Isn’t that the pot shop not the machine shop??? :rofl: :rofl: :rofl:

3 Likes

OMG there are two Simplex car companies. Crane - Simplex of NY was the bigger and better known of the two. Also built some large 4 cylinder cars including:
1909 90 HP Tourabout - large 11 liter straight four engine, with 90 horsepower (67 kW) and 3 valves per cylinder

1 Like

It took more than a week (including taking off for 4 days to allow back, knees and shoulder to heal) but I have completed the installation of X-Mat in the seating cabin of my series III.

I still have a fair bit of X-Mat left over and am considering applying to the cubby box area behind the seats; in the areas where the scissors and stuff is laying in first and second photo.

- Short exercise 1 -
Rewrite the forum excerpt starting at "OMG there are" and ending at "my series III.", changing "Simplex" to "Mercer".
The forum excerpt and the records are unrelated to each other.

Named object pointing records:
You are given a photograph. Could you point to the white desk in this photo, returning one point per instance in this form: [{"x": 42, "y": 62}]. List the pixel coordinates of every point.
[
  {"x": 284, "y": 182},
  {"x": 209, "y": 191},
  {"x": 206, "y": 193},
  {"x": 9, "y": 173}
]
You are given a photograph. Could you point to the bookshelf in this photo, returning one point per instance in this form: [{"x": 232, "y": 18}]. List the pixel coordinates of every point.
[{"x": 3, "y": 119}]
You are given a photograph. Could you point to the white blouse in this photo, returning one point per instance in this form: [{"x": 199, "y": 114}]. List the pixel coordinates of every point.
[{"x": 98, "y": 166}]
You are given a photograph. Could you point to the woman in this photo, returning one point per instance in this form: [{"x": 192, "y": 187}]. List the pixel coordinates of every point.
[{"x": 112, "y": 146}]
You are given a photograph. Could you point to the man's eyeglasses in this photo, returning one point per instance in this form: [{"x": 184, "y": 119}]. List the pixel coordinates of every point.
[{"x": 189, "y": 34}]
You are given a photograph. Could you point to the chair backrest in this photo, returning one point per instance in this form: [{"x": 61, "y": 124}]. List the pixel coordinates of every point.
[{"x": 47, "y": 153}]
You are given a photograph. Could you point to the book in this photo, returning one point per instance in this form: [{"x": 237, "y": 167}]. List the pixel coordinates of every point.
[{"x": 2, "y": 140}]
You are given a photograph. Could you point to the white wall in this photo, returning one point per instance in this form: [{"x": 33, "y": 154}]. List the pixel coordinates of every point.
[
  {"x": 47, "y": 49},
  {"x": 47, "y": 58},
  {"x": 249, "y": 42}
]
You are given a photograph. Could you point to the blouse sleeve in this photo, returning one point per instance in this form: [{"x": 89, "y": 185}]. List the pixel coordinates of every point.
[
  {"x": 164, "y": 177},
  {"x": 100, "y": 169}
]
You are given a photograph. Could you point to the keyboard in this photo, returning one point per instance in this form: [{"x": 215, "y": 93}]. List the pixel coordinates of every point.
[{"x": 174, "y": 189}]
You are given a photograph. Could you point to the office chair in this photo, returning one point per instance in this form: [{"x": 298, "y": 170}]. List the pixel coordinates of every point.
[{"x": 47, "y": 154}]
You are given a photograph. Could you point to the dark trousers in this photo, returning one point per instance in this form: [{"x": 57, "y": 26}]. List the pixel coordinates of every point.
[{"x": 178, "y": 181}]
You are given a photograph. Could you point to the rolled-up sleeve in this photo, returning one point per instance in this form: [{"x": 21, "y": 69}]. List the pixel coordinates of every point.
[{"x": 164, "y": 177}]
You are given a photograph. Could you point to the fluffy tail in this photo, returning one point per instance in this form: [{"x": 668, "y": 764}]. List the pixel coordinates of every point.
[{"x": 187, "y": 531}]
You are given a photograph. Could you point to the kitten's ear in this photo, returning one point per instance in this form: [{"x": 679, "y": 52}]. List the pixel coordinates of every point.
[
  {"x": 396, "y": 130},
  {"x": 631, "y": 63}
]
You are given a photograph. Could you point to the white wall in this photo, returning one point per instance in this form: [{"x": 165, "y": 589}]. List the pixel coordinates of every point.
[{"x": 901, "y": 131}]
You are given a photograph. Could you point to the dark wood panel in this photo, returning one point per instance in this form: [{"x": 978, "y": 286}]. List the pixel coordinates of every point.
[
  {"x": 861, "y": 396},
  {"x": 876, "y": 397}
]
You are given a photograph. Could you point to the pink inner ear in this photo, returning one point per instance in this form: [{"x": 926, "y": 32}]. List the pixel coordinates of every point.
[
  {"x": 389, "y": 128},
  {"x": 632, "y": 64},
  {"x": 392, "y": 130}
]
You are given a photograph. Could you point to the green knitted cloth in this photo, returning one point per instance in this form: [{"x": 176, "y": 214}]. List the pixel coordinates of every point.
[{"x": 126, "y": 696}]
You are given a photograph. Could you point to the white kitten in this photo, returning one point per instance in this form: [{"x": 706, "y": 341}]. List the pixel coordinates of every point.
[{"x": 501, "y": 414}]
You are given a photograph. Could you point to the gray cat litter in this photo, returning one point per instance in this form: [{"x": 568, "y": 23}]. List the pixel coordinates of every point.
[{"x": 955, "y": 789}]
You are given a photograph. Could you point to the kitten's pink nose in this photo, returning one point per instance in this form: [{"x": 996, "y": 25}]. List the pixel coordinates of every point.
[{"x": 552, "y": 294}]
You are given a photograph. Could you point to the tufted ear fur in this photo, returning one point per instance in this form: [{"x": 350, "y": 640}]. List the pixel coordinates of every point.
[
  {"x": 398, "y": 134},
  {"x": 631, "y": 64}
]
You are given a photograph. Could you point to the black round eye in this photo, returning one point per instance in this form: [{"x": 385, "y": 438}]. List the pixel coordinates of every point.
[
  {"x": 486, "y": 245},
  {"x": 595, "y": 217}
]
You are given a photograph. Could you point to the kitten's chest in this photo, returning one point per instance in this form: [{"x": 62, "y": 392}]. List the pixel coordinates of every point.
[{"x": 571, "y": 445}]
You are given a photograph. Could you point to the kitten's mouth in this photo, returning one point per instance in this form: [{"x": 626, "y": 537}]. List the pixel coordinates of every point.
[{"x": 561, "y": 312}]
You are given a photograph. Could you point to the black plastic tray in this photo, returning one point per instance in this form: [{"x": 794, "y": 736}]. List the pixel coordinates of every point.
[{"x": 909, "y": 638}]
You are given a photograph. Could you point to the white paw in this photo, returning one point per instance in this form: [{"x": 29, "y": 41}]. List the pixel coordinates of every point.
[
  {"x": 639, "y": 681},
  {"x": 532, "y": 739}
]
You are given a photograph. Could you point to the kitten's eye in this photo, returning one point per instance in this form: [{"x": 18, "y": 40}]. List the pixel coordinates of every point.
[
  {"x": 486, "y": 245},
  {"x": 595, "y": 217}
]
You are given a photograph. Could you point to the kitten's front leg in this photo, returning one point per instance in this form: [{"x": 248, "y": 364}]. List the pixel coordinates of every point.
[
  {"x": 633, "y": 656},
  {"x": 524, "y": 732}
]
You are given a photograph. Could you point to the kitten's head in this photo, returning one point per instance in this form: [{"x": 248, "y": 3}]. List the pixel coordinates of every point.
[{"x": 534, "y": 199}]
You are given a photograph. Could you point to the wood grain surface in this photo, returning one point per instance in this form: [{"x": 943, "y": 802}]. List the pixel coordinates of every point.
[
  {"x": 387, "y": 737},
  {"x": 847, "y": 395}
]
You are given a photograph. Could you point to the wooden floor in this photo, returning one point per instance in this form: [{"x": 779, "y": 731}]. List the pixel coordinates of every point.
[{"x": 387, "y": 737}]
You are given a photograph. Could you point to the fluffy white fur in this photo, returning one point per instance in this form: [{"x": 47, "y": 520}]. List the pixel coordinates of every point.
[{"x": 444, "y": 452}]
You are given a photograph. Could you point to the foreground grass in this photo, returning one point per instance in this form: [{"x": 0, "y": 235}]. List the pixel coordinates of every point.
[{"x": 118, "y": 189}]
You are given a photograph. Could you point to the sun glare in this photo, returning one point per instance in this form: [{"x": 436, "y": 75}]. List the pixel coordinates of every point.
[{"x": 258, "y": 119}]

- Short exercise 2 -
Count the lines of the records that contain the word "black", and reply with the number alone.

- Expected answer 1 -
OMG there are two Mercer car companies. Crane - Mercer of NY was the bigger and better known of the two. Also built some large 4 cylinder cars including:
1909 90 HP Tourabout - large 11 liter straight four engine, with 90 horsepower (67 kW) and 3 valves per cylinder

1 Like

It took more than a week (including taking off for 4 days to allow back, knees and shoulder to heal) but I have completed the installation of X-Mat in the seating cabin of my series III.

- Expected answer 2 -
2